- **Auszug**
****************************************

Chinas Wirtschaft soll in diesem Jahr langsamer wachsen. Mit dieser Prognose eröffnete Ministerpräsident Li Keqiang in Peking die Jahrestagung des Volkskongresses. Das geringere Wachstumsziel von etwa sieben Prozent sei aber immer noch eine ganze Menge, sagte der Chinaexperte Eberhard Sandschneider im DLF. Eigentliches Problem sei die Erwartungshaltung der Menschen.

Eberhard Sandschneider im Gespräch mit Peter Kapern |
    Eberhard Sandschneider, Direktor der Deutschen Gesellschaft für Auswärtige Politik (DGAP).
    Eberhard Sandschneider, Direktor der Deutschen Gesellschaft für Auswärtige Politik (DGAP). (picture alliance / dpa / Dirk Enters)
    Strukturell sei das Land alles andere als stabil, ergänzte der Forschungsdirektor der deutschen Gesellschaft für Auswärtige Politik. Die soziale und auch die wirtschaftliche Situation sei durchaus prekär. Die chinesische Regierung habe das immer wieder in den Griff bekommen. Jetzt gehe der Ministerpräsident sogar soweit, die Dinge sehr offensiv, klar und selbstkritisch anzusprechen. Er stimme nicht nur seine Delegierten, sondern auch die Menschen in China darauf ein, dass "es etwas robuster werden wird in den Entwicklungen der nächsten Jahre".

****************************************

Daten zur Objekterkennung

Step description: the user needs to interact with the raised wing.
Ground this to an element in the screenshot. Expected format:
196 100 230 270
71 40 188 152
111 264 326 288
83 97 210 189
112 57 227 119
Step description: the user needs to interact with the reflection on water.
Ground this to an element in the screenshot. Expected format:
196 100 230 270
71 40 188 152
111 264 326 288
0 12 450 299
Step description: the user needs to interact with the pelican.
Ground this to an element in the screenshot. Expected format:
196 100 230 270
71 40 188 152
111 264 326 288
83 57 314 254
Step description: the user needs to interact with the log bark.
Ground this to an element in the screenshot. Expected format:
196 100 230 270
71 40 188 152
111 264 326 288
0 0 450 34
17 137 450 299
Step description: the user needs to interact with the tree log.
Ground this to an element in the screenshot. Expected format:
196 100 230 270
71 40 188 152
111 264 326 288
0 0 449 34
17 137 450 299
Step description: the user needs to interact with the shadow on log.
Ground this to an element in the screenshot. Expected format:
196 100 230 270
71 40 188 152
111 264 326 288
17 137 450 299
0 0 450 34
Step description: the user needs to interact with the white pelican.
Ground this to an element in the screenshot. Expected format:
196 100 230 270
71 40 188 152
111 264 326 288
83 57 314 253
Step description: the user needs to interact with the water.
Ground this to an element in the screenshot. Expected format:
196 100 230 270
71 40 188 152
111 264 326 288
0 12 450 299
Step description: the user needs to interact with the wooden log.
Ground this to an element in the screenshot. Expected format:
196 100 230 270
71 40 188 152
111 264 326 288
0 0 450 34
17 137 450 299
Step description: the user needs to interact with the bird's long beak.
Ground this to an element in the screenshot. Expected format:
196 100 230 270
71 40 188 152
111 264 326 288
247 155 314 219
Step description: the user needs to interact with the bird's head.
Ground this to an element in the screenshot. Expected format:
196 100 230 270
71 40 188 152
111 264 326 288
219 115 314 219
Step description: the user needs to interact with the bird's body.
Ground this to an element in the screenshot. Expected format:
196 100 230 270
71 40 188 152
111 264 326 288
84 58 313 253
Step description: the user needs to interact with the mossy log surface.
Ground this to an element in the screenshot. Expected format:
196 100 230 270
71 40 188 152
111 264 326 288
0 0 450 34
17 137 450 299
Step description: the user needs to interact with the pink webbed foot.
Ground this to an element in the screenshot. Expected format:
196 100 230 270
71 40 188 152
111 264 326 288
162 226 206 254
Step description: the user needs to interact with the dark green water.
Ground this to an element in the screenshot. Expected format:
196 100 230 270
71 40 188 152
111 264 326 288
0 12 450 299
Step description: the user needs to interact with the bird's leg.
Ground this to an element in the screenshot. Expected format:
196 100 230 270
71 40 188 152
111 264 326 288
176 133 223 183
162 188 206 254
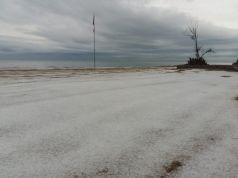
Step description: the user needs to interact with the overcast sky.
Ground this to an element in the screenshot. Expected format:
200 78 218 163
0 0 238 61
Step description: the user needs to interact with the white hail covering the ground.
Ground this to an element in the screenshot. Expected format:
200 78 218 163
0 70 238 178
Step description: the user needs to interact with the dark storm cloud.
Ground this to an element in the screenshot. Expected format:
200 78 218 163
0 0 238 59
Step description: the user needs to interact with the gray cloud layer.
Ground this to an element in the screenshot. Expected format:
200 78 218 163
0 0 238 58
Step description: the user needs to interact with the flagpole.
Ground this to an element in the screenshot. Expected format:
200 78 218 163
93 15 96 69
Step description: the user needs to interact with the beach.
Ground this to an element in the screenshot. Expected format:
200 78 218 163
0 67 238 178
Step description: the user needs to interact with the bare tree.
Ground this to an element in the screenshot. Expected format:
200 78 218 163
187 25 214 64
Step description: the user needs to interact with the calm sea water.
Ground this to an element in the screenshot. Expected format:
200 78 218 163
0 59 232 69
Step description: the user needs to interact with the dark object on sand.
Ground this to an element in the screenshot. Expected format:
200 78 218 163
233 59 238 66
188 57 207 65
177 64 238 72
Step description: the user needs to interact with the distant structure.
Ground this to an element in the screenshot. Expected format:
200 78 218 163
187 25 214 65
93 14 96 69
233 59 238 66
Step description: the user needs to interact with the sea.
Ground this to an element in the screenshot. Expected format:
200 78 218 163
0 58 234 70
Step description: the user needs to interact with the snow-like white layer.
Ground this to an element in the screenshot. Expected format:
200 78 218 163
0 70 238 178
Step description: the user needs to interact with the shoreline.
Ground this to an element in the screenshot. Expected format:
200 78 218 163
0 64 238 78
0 66 177 78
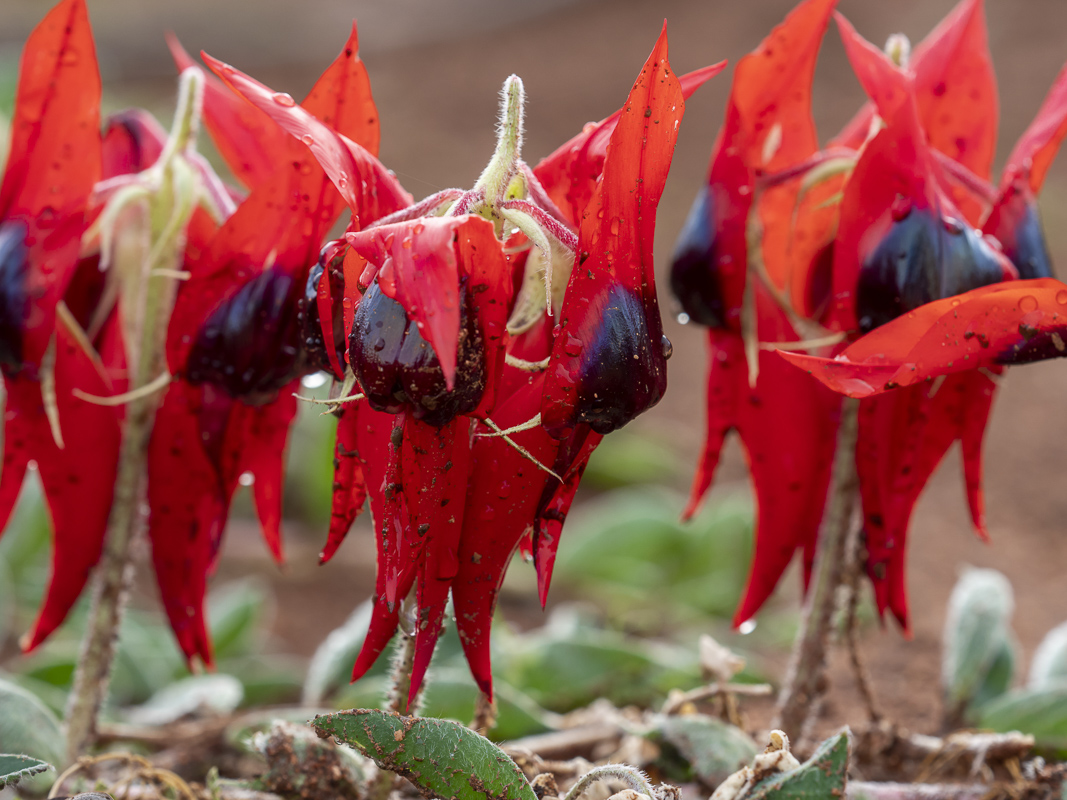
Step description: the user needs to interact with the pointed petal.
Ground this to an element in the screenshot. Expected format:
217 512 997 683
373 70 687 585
166 33 290 189
201 53 412 220
779 278 1067 398
7 327 122 651
541 28 685 436
534 61 727 225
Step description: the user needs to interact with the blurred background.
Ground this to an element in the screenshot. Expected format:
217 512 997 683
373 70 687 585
0 0 1067 729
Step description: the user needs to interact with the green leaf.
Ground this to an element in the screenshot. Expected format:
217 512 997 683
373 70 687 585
127 674 244 725
0 679 66 764
0 753 52 789
330 667 559 741
656 714 760 786
1028 622 1067 689
303 601 373 705
941 570 1015 715
745 731 848 800
312 709 537 800
977 679 1067 751
207 579 273 658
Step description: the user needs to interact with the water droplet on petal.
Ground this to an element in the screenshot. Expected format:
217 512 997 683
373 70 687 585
659 336 674 358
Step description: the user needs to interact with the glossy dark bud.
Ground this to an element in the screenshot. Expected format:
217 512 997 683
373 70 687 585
986 187 1053 279
561 284 669 434
937 221 1005 300
670 186 726 327
856 209 942 333
298 240 348 381
348 281 485 426
0 221 30 375
186 269 306 403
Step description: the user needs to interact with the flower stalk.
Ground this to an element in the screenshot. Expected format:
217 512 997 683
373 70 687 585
771 398 860 739
66 69 204 762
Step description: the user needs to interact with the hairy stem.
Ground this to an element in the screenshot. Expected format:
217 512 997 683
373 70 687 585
771 398 859 735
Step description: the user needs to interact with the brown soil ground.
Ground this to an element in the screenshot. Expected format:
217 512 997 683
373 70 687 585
6 0 1067 746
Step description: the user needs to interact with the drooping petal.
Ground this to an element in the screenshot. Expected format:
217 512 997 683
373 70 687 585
541 28 685 436
0 325 125 651
0 0 101 366
831 15 1016 331
780 278 1067 398
856 370 996 630
834 0 999 190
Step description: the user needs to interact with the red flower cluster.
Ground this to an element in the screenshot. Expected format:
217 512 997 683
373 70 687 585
201 29 721 694
0 0 723 693
671 0 1067 628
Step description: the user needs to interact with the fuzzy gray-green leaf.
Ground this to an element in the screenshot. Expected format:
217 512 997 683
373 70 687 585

****************************************

- **Aufgabe**
Fassen Sie den Auszug über Chinas Wirtschaftswachstum in zwei Sätzen zusammen. Die Einträge stehen in keinem Zusammenhang mit dem Auszug.

- **Lösung der Aufgabe**
Ministerpräsident Li Keqiang eröffnete in Peking die Jahrestagung des Volkskongresses mit der Prognose, dass Chinas Wirtschaft in diesem Jahr langsamer wachsen soll, doch nach Eberhard Sandschneider ist das Ziel von etwa sieben Prozent immer noch eine ganze Menge. Als eigentliches Problem sieht er die Erwartungshaltung der Menschen, zudem sei das Land strukturell alles andere als stabil und die soziale wie auch die wirtschaftliche Lage durchaus prekär.